Brano da leggere:
::::::::::

Seppure lo smart working sta diventando un grande protagonista delle analisi economiche e sociologiche degli ultimi mesi, si tratta di soluzioni prevalentemente di facciata. Per il 55,6% dei rispondenti risulta infatti molto importante sviluppare e incentivare soluzioni basate sullo smart working come strumento di welfare management.
«Nessuno si immaginava che nel giro di pochi mesi milioni di persone avrebbero radicalmente cambiato le abitudini e i ritmi di lavoro, facendo del lavoro da casa la nuova normalità», nota il presidente Cuzzilla. «Oggi abbiamo la responsabilità di trasformare questa condizione in un’occasione di vantaggio per tutti i lavoratori. È un compito che spetta certamente al management, ma che deve essere supportato da posizioni politiche e legislative che incentivino le imprese ad abbandonare i vecchi schemi e ad investire su un assetto di gestione innovativo».

::::::::::

Dati forniti:
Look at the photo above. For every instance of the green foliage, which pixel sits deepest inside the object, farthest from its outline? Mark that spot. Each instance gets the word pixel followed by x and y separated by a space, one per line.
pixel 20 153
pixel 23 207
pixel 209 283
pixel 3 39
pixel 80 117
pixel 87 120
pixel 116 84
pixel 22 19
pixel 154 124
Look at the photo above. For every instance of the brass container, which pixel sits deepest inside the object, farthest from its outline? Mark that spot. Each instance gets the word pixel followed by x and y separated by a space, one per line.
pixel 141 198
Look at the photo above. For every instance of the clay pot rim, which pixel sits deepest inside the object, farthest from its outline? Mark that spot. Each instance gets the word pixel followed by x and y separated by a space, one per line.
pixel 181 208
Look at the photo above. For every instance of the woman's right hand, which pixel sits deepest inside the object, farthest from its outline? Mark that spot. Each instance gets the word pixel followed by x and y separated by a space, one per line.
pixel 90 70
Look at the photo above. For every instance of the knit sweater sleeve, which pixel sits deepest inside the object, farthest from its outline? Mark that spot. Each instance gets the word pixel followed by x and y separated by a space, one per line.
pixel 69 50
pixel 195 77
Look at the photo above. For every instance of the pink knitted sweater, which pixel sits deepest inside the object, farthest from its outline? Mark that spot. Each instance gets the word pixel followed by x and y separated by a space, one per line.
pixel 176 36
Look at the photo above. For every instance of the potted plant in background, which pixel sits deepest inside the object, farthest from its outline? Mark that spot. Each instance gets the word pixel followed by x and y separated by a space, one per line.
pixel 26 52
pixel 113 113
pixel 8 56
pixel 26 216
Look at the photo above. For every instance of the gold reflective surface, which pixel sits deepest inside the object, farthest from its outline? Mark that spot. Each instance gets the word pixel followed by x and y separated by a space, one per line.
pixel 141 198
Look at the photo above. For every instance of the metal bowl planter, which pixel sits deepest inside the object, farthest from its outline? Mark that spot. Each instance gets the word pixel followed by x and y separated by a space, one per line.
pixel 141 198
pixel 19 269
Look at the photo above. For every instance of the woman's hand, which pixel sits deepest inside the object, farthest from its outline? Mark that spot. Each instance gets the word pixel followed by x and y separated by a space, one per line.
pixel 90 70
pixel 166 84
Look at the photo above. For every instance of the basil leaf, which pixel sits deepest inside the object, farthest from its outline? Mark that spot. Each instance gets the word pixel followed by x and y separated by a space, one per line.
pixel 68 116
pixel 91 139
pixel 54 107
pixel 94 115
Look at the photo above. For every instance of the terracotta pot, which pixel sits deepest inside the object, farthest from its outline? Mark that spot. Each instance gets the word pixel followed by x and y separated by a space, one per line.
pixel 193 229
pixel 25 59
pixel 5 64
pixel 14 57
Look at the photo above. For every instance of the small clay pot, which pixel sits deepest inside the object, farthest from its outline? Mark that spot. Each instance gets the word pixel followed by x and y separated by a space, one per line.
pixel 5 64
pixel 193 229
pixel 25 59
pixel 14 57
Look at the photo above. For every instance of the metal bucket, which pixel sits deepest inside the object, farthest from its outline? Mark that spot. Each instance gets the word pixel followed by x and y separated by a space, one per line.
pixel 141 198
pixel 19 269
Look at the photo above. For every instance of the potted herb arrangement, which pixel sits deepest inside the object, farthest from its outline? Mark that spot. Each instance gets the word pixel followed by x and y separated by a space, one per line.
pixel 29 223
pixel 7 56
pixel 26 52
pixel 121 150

::::::::::

Consegna: Prosegui il brano sullo smart working a partire dalla fine della dichiarazione del presidente Cuzzilla. Le righe non hanno alcun legame con il brano sullo smart working.

Risposta:
Secondo il modello elaborato da Federmanager, un’organizzazione aziendale agile si differenzia dal classico telelavoro o lavoro a distanza perché si basa su 4 pilastri: autonomia, responsabilità, monitoraggio dei risultati e crescita delle competenze.
Secondo i manager che hanno risposto alla survey, la cosiddetta connected leadership è un modello molto raro: per il 31,4% di loro ciò si deve a un deficit di comunicazione degli obiettivi da parte del top management, per il 28,9% al fatto che le aziende vivono day-by-day, oppure hanno una governance talmente frammentata da rendere impossibile una conoscenza di intenti strategici chiari per i collaboratori e per gli stessi manager.
Tutto ciò che appartiene a un sistema di devolved-decision making, vale a dire di delega e distribuzione delle responsabilità, con parallela condivisione delle scelte strategiche, è considerato addirittura un’utopia per il 26,3% dei manager. Networking, lavoro in team e condivisione della conoscenza sono ritenuti elementi essenziali di un’organizzazione agile che, tuttavia, nel 56,8% sono ritenuti possibili, ma poco realistici.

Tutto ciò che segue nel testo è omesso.